-- BEGIN --
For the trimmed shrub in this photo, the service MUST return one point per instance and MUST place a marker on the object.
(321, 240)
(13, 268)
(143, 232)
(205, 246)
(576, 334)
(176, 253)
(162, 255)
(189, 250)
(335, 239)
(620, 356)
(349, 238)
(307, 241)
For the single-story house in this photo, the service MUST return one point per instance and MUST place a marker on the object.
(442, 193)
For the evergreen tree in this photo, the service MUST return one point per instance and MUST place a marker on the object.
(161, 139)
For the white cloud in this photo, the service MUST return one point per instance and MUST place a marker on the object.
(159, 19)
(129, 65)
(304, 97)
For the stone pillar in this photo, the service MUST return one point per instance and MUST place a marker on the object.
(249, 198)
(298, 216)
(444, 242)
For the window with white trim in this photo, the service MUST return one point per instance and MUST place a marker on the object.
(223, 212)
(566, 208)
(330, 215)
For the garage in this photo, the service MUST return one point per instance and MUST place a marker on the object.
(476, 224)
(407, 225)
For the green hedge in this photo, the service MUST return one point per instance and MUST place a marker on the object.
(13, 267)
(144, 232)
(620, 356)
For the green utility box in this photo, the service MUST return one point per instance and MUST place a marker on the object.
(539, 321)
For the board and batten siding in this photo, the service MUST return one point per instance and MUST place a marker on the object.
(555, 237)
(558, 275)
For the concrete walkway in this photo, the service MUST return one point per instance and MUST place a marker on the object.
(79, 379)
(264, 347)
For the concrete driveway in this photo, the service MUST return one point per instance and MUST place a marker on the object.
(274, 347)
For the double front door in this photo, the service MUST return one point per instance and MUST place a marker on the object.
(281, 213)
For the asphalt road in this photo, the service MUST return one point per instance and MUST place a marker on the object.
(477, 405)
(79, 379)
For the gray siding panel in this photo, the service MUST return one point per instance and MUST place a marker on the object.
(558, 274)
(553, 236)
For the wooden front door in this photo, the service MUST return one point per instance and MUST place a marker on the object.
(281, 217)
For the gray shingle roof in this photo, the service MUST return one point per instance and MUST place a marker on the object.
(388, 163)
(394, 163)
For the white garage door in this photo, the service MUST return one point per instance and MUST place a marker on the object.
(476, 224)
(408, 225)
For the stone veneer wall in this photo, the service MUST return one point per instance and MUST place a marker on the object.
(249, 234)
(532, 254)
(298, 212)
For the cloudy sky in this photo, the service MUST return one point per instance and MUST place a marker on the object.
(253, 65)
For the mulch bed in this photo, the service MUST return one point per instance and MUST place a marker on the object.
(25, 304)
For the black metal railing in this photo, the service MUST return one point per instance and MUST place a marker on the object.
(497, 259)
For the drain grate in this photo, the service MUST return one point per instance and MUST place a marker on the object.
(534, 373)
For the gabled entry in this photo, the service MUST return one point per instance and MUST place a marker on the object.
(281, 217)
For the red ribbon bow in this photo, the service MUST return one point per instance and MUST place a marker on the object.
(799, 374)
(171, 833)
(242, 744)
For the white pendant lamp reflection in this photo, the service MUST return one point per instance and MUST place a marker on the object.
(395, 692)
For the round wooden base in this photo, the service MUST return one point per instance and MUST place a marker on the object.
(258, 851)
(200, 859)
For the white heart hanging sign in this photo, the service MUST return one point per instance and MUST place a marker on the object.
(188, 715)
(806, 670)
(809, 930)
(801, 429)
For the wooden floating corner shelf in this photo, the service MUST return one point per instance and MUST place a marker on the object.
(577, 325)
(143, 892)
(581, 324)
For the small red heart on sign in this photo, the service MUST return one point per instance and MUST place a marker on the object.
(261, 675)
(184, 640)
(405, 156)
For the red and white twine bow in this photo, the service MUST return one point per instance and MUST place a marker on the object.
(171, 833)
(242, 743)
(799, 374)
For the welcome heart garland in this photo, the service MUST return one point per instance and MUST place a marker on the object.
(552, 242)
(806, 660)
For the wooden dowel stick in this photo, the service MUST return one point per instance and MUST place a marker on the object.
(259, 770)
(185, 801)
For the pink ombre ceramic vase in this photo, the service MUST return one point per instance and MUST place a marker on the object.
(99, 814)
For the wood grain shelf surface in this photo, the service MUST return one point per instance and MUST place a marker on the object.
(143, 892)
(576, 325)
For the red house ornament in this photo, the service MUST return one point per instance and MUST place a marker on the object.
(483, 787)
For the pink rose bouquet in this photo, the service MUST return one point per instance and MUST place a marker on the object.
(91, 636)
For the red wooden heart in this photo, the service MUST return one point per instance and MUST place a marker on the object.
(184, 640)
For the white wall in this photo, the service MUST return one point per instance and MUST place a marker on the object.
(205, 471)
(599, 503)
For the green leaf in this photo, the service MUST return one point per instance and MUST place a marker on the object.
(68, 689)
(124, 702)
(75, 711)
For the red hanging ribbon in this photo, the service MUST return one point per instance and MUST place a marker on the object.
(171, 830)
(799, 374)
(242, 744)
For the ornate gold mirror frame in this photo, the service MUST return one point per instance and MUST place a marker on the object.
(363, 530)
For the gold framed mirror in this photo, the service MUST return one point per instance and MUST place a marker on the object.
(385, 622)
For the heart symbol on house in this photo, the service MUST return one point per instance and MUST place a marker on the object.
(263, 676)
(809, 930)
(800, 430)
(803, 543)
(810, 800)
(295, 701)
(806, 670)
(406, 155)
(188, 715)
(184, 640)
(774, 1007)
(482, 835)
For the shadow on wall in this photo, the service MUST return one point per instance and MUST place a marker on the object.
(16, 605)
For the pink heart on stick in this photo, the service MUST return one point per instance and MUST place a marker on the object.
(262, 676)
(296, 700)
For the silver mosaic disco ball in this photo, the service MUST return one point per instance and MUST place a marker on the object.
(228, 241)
-- END --
### Aim
Restate the data above word for word, please.

### The response
For the trimmed shrub in this photo, the service MUST return one point per instance and MUST place a marker on the object.
(321, 240)
(13, 268)
(143, 232)
(205, 246)
(576, 334)
(176, 253)
(162, 255)
(189, 250)
(335, 239)
(620, 356)
(349, 238)
(307, 241)
For the single-story house in this photo, the service MUST return one point per instance and MUST place a marker on the object.
(442, 193)
For the evergreen tree in this photo, the service MUST return one point per instance and MUST place a marker on the object.
(161, 139)
For the white cloud in this photo, the service MUST return one point per instance and MUST place a marker on the object.
(159, 19)
(129, 65)
(304, 97)
For the stone pillar in this photo, the service MUST return one point per instance and MUST place a marker on the object.
(249, 198)
(298, 216)
(444, 242)
For the window with white trim in this photo, the service MUST return one point per instance and MUST place a marker on the object.
(223, 212)
(566, 208)
(330, 215)
For the garage in this photo, the service MUST return one point per instance and MUST place a marker on the object.
(476, 224)
(407, 225)
For the green hedge in this photo, the service MUST return one point per instance and MUST place a marker on the object.
(13, 267)
(144, 232)
(620, 356)
For the green utility box in this photo, the service MUST return one point per instance and MUST place a marker on the object.
(539, 321)
For the board and batten siding in this photo, the service MUST return one point per instance and MUST place a marker on the object.
(555, 237)
(558, 275)
For the concrete walkway in this photo, the service MUST return one point per instance and MUST place a marker on the object.
(79, 379)
(264, 347)
For the concrete driveway in this photo, the service MUST return one point per instance and MUST place a marker on the object.
(274, 347)
For the double front door in this photo, the service MUST return one point per instance and MUST place a marker on the object.
(281, 213)
For the asphalt road in this photo, the service MUST return one point per instance and MUST place a marker on the object.
(477, 405)
(79, 379)
For the gray siding panel in this photo, the service MUST return one point per instance and MUST place a marker on the object.
(558, 274)
(553, 236)
For the wooden front door in this photo, the service MUST return one point per instance and MUST place a marker on the object.
(281, 217)
For the gray shingle roof in this photo, the service MUST return one point per instance and MUST place a marker on the object.
(388, 163)
(394, 163)
For the white garage door in this photo, the service MUST return one point per instance and MUST place a marker on the object.
(476, 224)
(408, 225)
For the stone veneer wall in this photo, the service MUST return one point per instance and MUST place a marker on the object.
(249, 234)
(532, 254)
(298, 212)
For the cloudy sky in this photo, the service MUST return one point per instance and MUST place a marker on the object.
(253, 65)
For the mulch bed in this photo, the service MUST return one point per instance and MUST place a marker on the object.
(25, 304)
For the black metal railing in this photo, the service MUST return one point per instance and MUST place a marker on the object.
(497, 259)
For the drain grate in this photo, the service MUST return one point per instance and MUST place a marker on the object.
(534, 373)
For the gabled entry in this photo, the service MUST return one point per instance and MUST place a marker on the object.
(281, 217)
For the red ribbon bow in this photo, the service MUST return one point per instance and MUST place a marker on the object.
(799, 374)
(171, 833)
(242, 744)
For the white pendant lamp reflection in this photo, the service MUST return one point per instance and MUST place a marker on the object.
(395, 692)
For the round wooden base in this photo, the service MUST return one point per instance and MUST place a marker on the object.
(258, 851)
(200, 859)
For the white heart hanging sign in this photo, the service MUST return one point per instance and MUST place a marker on the object.
(188, 715)
(806, 670)
(809, 930)
(801, 429)
For the wooden floating corner shelf in this photo, the service MUST return one point per instance and MUST place a marker on the object.
(577, 325)
(143, 892)
(581, 324)
For the small red heart on sign in this photo, the service MUST return one point per instance and MUST place a marker on the object.
(261, 675)
(184, 640)
(405, 156)
For the red and white twine bow in this photo, the service MUST return one point per instance and MUST place a marker on the object.
(171, 833)
(242, 743)
(799, 374)
For the welcome heart garland in this photo, the service MUST return one point per instance and MUST place a marker on the object.
(552, 242)
(806, 660)
For the wooden dowel stick in this photo, the service MUST return one point per instance and MUST place a marker on the object.
(259, 770)
(185, 801)
For the pink ombre ceramic vase in this photo, the service MUST return one point per instance and MUST place a marker on the object.
(99, 814)
For the wood grain shelf surface in this photo, the service MUST return one point per instance and MUST place a marker on the object.
(143, 892)
(576, 325)
For the red house ornament in this photo, the service MUST return one point per instance and MUST place a marker on the object.
(483, 787)
For the pink rose bouquet in this photo, the service MUST return one point per instance and MUST place a marker on the object.
(91, 636)
For the red wooden heart in this photo, the service MUST return one point per instance and MUST place a marker on the object.
(184, 640)
For the white wall in this photo, the service MUST return one point per instance and MUST place a marker on the object.
(205, 471)
(599, 503)
For the green leaf in this photo, the service MUST return one point per instance and MUST place a marker on the object.
(68, 689)
(124, 702)
(75, 711)
For the red hanging ribbon in this photo, the service MUST return one point per instance and MUST place a marker on the object.
(171, 830)
(799, 374)
(242, 744)
For the ornate gold mirror frame in this photo, the service MUST return one point per instance and MUST place a marker on the object.
(363, 530)
For the gold framed mirror in this photo, the service MUST return one point per instance and MUST place a marker on the object.
(385, 622)
For the heart symbol on house in this photo, the service MUST return one point per instance and MUST place a marker on the object.
(263, 676)
(809, 930)
(800, 430)
(803, 543)
(810, 800)
(295, 701)
(806, 670)
(406, 155)
(188, 715)
(184, 640)
(774, 1007)
(482, 835)
For the shadow on wall in this photo, the service MUST return one point per instance and MUST place a marker on the object.
(16, 605)
For the pink heart on stick in this photo, the service MUST return one point per instance and MUST place a marker on the object.
(262, 676)
(296, 700)
For the silver mosaic disco ball in this photo, the service MUST return one point per instance and MUST place a marker on the object.
(228, 241)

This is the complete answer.